Task brief:
The records that follow are to be repeated exactly, without any pictures.

(Records excerpted from a collection)

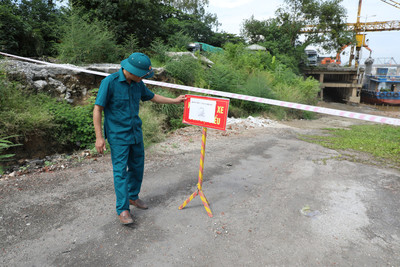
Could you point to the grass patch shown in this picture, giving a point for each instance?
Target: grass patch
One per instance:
(382, 142)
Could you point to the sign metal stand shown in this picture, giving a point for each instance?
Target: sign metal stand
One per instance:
(207, 112)
(199, 190)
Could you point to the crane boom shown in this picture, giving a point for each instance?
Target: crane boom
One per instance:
(392, 3)
(377, 26)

Exercise result:
Could you point to the grass patch shown in this picture, giving a point for each instance?
Target: grass patch
One per instance:
(382, 142)
Could you point to the sign metal stand shown in this picture, giving a point for each instance?
Target: sign metal stand
One per instance:
(207, 112)
(199, 190)
Could you point to the crane boom shown in this picture, giving a point for each instance?
Target: crane boom
One per instance:
(392, 3)
(377, 26)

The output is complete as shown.